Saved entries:
============================================================

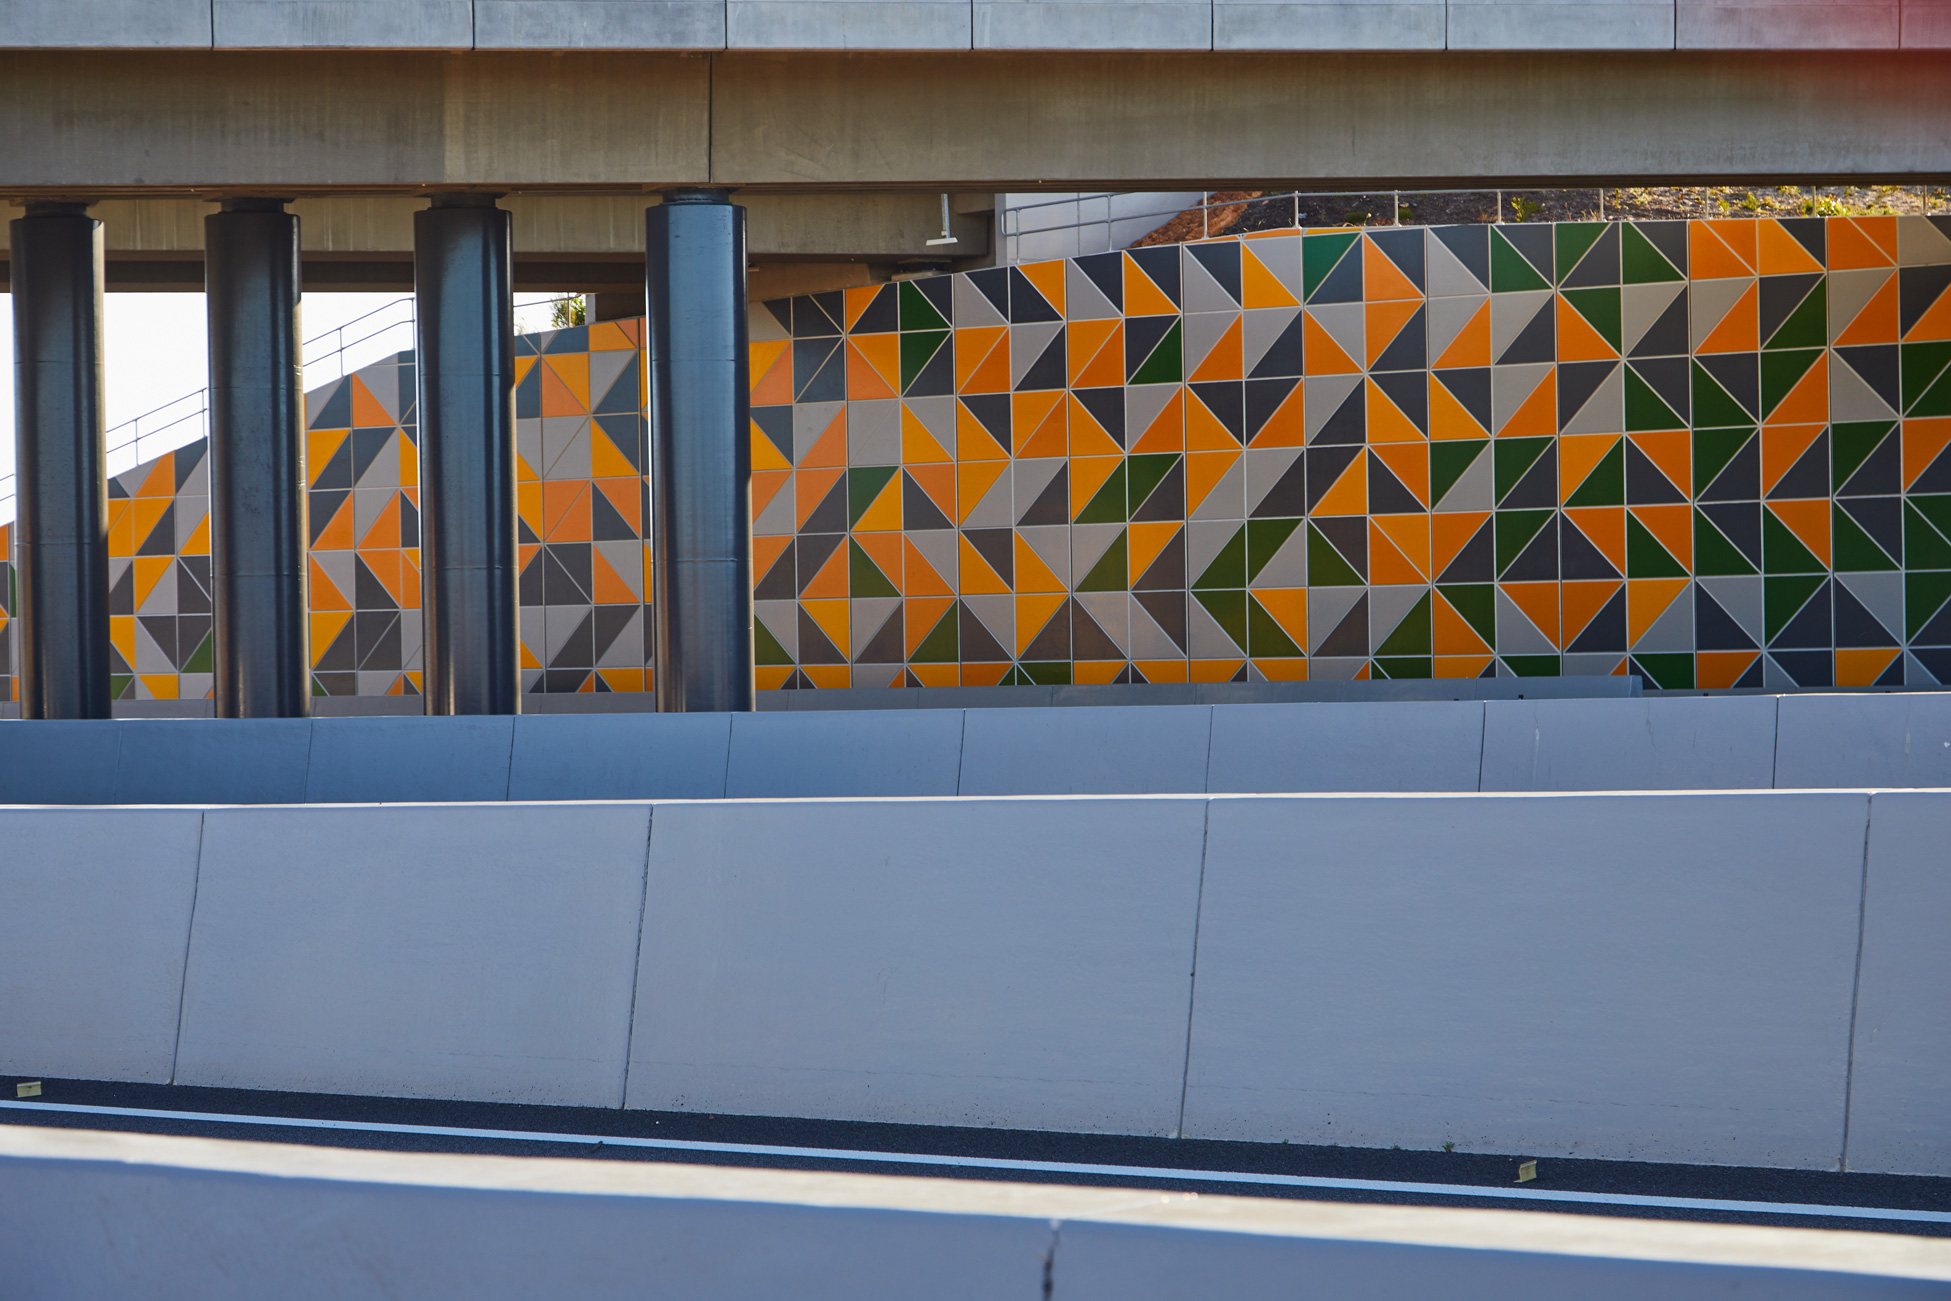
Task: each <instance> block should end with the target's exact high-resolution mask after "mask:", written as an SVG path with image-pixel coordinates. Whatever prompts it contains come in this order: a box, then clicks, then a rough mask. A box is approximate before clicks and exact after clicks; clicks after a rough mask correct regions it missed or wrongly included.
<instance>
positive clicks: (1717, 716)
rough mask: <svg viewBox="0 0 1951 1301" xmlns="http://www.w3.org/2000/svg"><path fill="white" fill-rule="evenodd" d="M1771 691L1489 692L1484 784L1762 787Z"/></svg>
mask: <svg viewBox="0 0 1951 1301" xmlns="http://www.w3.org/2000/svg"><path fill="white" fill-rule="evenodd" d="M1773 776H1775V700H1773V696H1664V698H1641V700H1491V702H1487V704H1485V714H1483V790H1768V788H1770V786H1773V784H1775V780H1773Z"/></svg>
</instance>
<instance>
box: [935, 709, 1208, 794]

============================================================

Required action: Bring together every line in the entries that holds the string "clicks".

Finished exercise:
Task: each <instance> block should end with the target's exact high-resolution mask after "mask:", written as an SVG path with image-pixel coordinates. Whatever prompts it contains come in this order: a box, then clicks, then a rough mask. A box is approximate before clicks and exact after clicks; clicks after a rough mask correct regions it missed or wrongly included.
positive clicks: (1717, 716)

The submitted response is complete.